__Task requirements__. Reproduce the entries exactly.
** START OF Extracted material **
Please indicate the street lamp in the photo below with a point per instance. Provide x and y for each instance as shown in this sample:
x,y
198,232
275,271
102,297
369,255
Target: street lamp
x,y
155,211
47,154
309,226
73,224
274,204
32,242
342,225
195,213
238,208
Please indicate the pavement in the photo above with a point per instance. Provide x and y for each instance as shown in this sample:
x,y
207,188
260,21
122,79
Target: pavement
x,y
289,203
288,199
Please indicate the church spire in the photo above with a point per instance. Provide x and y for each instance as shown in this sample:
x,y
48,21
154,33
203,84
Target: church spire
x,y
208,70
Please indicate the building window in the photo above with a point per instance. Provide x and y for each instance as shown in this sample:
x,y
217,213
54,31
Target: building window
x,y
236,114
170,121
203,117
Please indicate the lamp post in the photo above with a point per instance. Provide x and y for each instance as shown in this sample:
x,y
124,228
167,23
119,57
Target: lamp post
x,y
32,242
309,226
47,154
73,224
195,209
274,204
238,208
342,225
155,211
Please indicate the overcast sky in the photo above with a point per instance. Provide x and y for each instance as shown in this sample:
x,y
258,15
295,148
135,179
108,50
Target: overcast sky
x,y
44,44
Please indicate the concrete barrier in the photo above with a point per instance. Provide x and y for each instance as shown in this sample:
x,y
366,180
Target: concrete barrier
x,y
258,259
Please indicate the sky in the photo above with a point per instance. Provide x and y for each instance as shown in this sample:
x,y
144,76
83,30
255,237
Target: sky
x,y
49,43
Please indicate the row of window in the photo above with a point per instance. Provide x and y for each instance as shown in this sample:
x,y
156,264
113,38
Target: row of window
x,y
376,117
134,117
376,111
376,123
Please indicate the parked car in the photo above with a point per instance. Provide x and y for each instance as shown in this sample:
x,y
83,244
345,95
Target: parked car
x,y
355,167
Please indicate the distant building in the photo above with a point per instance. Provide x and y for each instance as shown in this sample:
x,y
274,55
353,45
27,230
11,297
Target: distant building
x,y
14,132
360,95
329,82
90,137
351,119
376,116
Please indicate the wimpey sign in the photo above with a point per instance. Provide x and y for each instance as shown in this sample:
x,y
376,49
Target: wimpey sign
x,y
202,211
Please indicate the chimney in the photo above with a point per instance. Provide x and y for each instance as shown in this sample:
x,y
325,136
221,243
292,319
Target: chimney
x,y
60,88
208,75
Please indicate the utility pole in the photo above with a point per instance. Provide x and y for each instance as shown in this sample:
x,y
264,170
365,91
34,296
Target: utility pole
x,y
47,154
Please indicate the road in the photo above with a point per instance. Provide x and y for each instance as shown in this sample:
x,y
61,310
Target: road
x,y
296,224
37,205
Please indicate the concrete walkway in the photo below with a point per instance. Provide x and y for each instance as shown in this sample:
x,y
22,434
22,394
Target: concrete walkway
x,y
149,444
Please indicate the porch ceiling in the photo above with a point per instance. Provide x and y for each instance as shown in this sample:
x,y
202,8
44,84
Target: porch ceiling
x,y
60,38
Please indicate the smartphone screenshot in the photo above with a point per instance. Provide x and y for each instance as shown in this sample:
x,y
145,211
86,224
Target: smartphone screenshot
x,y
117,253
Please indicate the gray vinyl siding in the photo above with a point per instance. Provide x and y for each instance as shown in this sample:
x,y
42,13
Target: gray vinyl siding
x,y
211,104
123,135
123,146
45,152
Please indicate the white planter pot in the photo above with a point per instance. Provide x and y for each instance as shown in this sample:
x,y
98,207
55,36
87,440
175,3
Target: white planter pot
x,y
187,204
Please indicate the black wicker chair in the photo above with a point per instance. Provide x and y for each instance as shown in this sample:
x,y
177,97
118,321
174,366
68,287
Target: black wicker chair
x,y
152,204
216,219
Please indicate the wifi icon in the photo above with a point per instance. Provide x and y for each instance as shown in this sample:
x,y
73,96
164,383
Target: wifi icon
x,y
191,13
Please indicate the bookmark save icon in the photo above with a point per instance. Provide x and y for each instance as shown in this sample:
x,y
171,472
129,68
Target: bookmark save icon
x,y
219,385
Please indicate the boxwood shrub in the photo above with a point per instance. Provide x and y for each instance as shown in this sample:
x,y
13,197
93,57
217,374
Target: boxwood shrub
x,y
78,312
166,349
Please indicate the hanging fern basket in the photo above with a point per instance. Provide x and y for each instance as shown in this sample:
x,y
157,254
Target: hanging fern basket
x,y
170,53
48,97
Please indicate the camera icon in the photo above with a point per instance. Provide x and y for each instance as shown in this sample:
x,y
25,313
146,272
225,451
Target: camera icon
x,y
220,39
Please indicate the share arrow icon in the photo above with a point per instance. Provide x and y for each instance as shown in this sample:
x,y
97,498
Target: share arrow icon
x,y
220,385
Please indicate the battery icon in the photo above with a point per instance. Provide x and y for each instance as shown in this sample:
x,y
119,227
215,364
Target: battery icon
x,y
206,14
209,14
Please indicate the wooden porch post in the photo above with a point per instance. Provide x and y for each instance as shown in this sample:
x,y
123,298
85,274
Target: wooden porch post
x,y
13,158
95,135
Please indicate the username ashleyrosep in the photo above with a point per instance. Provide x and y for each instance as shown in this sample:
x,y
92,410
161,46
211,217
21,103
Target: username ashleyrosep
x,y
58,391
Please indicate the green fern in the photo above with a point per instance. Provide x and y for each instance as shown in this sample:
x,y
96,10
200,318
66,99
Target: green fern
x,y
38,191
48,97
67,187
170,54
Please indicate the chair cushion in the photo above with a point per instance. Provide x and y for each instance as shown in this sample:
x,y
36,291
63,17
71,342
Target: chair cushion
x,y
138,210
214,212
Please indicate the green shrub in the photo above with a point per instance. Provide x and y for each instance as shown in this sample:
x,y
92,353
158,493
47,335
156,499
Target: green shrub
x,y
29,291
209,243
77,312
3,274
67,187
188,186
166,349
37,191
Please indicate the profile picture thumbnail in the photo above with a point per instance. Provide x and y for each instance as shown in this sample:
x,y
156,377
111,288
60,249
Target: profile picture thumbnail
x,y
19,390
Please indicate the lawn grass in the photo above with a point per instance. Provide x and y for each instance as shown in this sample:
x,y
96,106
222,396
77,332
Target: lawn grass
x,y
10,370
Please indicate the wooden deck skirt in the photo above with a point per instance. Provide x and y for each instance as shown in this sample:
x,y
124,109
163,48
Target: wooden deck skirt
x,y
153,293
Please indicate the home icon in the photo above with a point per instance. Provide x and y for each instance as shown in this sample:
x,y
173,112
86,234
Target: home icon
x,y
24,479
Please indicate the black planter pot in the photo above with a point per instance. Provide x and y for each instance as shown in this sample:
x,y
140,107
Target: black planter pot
** END OF Extracted material **
__Finished answer__.
Please indicate the street lamp in the photo below with a point per instance. Provide x and y for each instance as shown in this sample:
x,y
198,232
275,271
102,297
369,255
Target: street lamp
x,y
155,211
47,154
309,226
73,224
274,204
32,242
342,225
195,213
238,208
Please indicate the pavement in the photo above with a point per instance. Provide x and y for each instance as shown in this sample:
x,y
207,188
260,21
122,79
Target: pavement
x,y
289,203
288,199
Please indicate the church spire in the photo above with a point per instance. Provide x and y for each instance as shown in this sample:
x,y
48,21
154,33
203,84
Target: church spire
x,y
208,70
Please indicate the building window in the photo above with a point per instance. Provide x and y for each instance as shown in this sample:
x,y
217,213
54,31
Target: building window
x,y
236,114
170,121
203,117
Please indicate the lamp post in the photo above with a point per instance. Provide x and y for each instance as shown in this sample:
x,y
124,228
167,23
119,57
Target: lamp post
x,y
32,242
309,226
47,154
73,224
195,209
274,204
238,208
342,225
155,211
Please indicate the overcast sky in the photo above with a point per instance. Provide x and y for each instance as shown in this sample:
x,y
258,15
295,148
135,179
108,50
Target: overcast sky
x,y
44,44
Please indicate the concrete barrier in the photo above with a point per instance. Provide x and y for each instance as shown in this sample:
x,y
366,180
Target: concrete barrier
x,y
258,259
Please indicate the sky in the photo above with a point per instance. Provide x and y for each instance as shown in this sample:
x,y
144,76
83,30
255,237
Target: sky
x,y
49,43
Please indicate the row of window in the photo above with a point per instance. Provide x and y for each instance as shown in this sample:
x,y
156,264
113,38
Target: row of window
x,y
376,117
134,117
376,111
376,123
Please indicate the parked car in the photo above with a point per instance. Provide x and y for each instance as shown in this sample:
x,y
83,244
345,95
Target: parked car
x,y
355,167
Please indicate the distant building in the photo above with a point per instance. Provide x and y for each instance as shown in this sample:
x,y
274,55
353,45
27,230
11,297
Target: distant building
x,y
14,132
360,95
329,82
90,137
351,119
376,116
Please indicate the wimpey sign in the photo above with a point per instance. Provide x and y for each instance as shown in this sample:
x,y
376,49
Target: wimpey sign
x,y
202,211
Please indicate the chimney in the photo above with a point per instance. Provide x and y for each instance as shown in this sample:
x,y
325,136
221,243
292,319
Target: chimney
x,y
60,88
208,75
Please indicate the utility pole in the photo above with a point per instance. Provide x and y for each instance as shown in this sample:
x,y
264,170
365,91
34,296
Target: utility pole
x,y
47,154
Please indicate the road in the photo above with a point per instance. Provide x and y for each instance as shown in this sample:
x,y
61,310
Target: road
x,y
296,224
37,205
Please indicate the concrete walkway in the photo below with a point per instance. Provide x and y for each instance as shown in this sample:
x,y
22,434
22,394
Target: concrete walkway
x,y
149,444
Please indicate the porch ceiling in the photo above with a point per instance. Provide x and y for each instance as shown in this sample:
x,y
202,8
44,84
Target: porch ceiling
x,y
60,38
Please indicate the smartphone screenshot in the photo above with a point per instance. Provide x and y for each instance as shown in this sample:
x,y
145,211
86,224
Target: smartphone screenshot
x,y
117,253
Please indicate the gray vinyl siding in the photo above with a point per instance. Provide x and y for each instance as shown in this sample:
x,y
42,13
Target: gray vinyl siding
x,y
211,104
123,135
123,146
45,152
Please indicate the white planter pot in the photo above with a point per instance. Provide x and y for each instance as shown in this sample:
x,y
98,207
55,36
87,440
175,3
Target: white planter pot
x,y
187,204
Please indicate the black wicker chair in the photo above with a point per instance. Provide x and y for each instance as shown in this sample:
x,y
177,97
118,321
174,366
68,287
Target: black wicker chair
x,y
152,204
216,219
Please indicate the wifi icon in the photo above with a point per instance. Provide x and y for each instance as shown in this sample:
x,y
73,96
164,383
Target: wifi icon
x,y
191,13
Please indicate the bookmark save icon in the photo above with a point per instance. Provide x and y for each instance as shown in this sample:
x,y
171,472
129,68
Target: bookmark save icon
x,y
219,385
Please indicate the boxwood shrub in the photo above with a point per instance. Provide x and y for each instance as shown in this sample:
x,y
13,197
93,57
217,374
Target: boxwood shrub
x,y
78,312
166,349
Please indicate the hanging fern basket in the photo above with a point per instance. Provide x and y for each instance as shown in this sample:
x,y
157,254
Target: hanging fern basket
x,y
170,53
48,97
Please indicate the camera icon in the photo above with a point per instance. Provide x and y for each instance as shown in this sample:
x,y
25,313
146,272
225,451
Target: camera icon
x,y
220,39
Please indicate the share arrow icon in the photo above with a point per instance. Provide x and y for each instance as shown in this sample:
x,y
97,498
Target: share arrow icon
x,y
220,385
Please indicate the battery icon in the photo above with a point per instance. Provide x and y for each instance as shown in this sample:
x,y
119,227
215,364
Target: battery icon
x,y
206,14
209,14
Please indicate the wooden porch post in the photo above with a point per instance. Provide x and y for each instance as shown in this sample:
x,y
123,298
85,274
Target: wooden porch post
x,y
13,158
95,135
Please indicate the username ashleyrosep in the photo above with a point per instance. Provide x and y for each instance as shown in this sample:
x,y
92,410
161,46
211,217
21,103
Target: username ashleyrosep
x,y
58,391
Please indicate the green fern in the photo above with a point per instance. Provide x and y for each instance as shown in this sample:
x,y
96,10
200,318
66,99
Target: green fern
x,y
38,191
48,97
67,187
170,54
Please indicate the chair cushion in the photo above with a point per instance. Provide x and y for each instance as shown in this sample:
x,y
36,291
63,17
71,342
Target: chair cushion
x,y
138,210
214,212
Please indicate the green shrub in the photo above with a point per instance. Provide x and y for each instance as shown in this sample:
x,y
92,353
158,493
47,335
156,499
Target: green shrub
x,y
29,291
209,243
77,312
3,274
67,187
188,186
166,349
37,191
Please indicate the profile picture thumbnail in the photo above with a point per instance. Provide x and y for each instance as shown in this sample:
x,y
156,377
111,288
60,249
Target: profile picture thumbnail
x,y
19,390
Please indicate the lawn grass in the photo above with a point per instance. Provide x and y for each instance as shown in this sample:
x,y
96,106
222,396
77,332
Target: lawn grass
x,y
10,370
Please indicate the wooden deck skirt in the photo above with a point per instance. Provide x and y for each instance as shown in this sample:
x,y
124,109
163,48
Target: wooden deck skirt
x,y
153,293
Please indicate the home icon in the photo above with a point per instance. Provide x and y for each instance as shown in this sample:
x,y
173,112
86,234
Target: home icon
x,y
24,479
Please indicate the black planter pot in the photo above with a point per instance. Provide x and y for each instance as shown in this sample:
x,y
140,107
Target: black planter pot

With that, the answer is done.